Kaynak metin:
══════
Hüküm teorisi içinde417 Gazzâlî'nin teklîfî hüküm - vaz'î hüküm ayırımına yer vermemesi, "mahkûmfîh" başlığı altında hüküm konusu fiile sadece sorumluluk ilkeleri açısından bakması (kimin hakkına ilişkin olduğu açısından bakmaması), "mahkûm aleyh" başlığı altında ehliyet teorisinde geniş yer ayırmaması, daha sonraları özellikle Hanefî usulcülerin yaklaşımları esas alınarak benimsenen yaygın fıkıh usulü planından farklılık arzeden başlıca hususlar olarak zikredilebilir.
══════
Yapılacak iş 1: Kayıtlarda "Target: shirt collar" içeren satırdan "x=449, y=318" içeren satıra kadar olan kısmı (iki uç dahil), her istek için bir satır olacak biçimde gorev ve deger sütunlu bir CSV'ye dönüştür. gorev sütunu isteğin metnini, deger sütunu yanıtını tırnak içinde tek bir alan olarak içersin, satır sonları boşluğa çevrilsin.
Metin ile kayıtlar birbirinden bağımsız kaynaklardan alınmıştır.

Alıştırma girdileri:
══════
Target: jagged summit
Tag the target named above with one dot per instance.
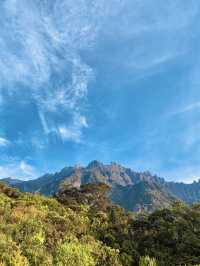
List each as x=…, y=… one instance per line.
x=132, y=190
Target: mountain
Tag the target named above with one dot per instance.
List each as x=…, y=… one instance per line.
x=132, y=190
══════
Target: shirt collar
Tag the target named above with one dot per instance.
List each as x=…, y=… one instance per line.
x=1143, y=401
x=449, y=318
══════
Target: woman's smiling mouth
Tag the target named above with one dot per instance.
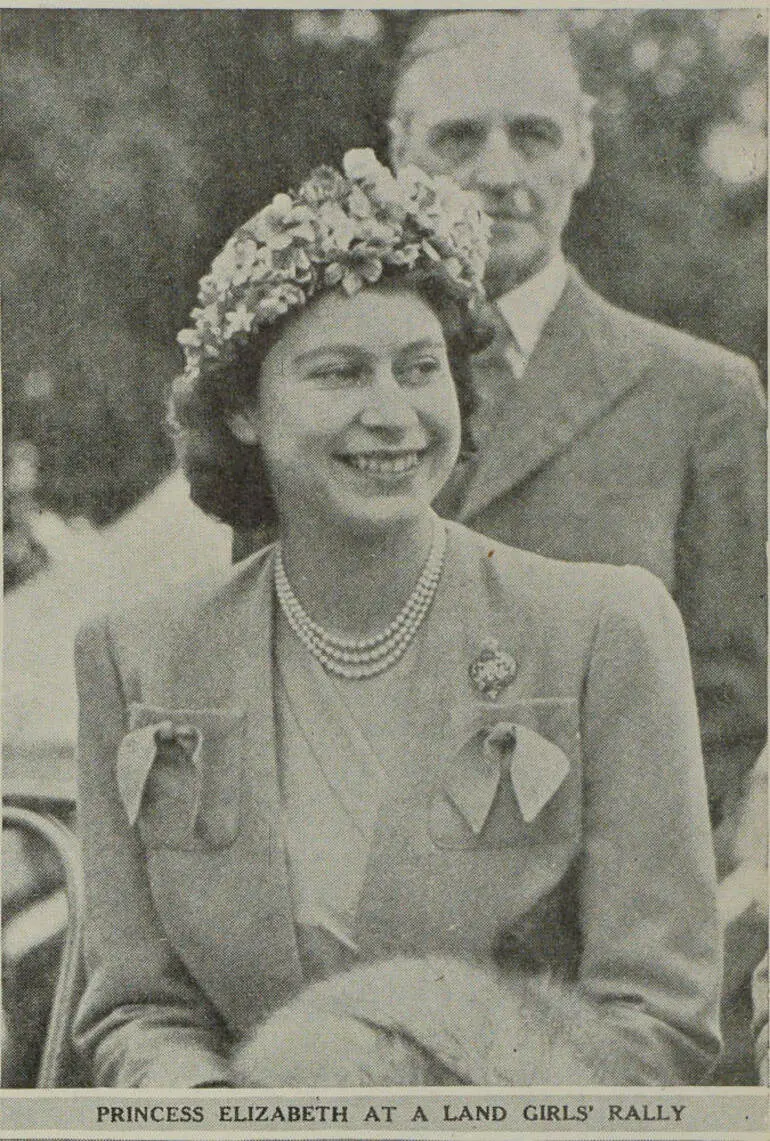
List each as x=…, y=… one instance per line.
══════
Yapılacak iş 2:
Gazzâlî'nin hüküm teorisine dair metne göre şu soruları yanıtla:
(a) Gazzâlî hüküm teorisinde hangi ayırıma yer vermez?
(b) "Mahkûmfîh" başlığı altında hüküm konusu fiile hangi açıdan bakar?
(c) "Mahkûm aleyh" başlığı altında hangi teoriye geniş yer ayırmaz?

Yanıt 1:
gorev,deger
"Target: shirt collar Tag the target named above with one dot per instance. List each as x=…, y=… one instance per line.","x=1143, y=401 x=449, y=318"

Yanıt 2:
(a) Teklîfî hüküm - vaz'î hüküm ayırımına.
(b) Sadece sorumluluk ilkeleri açısından.
(c) Ehliyet teorisine.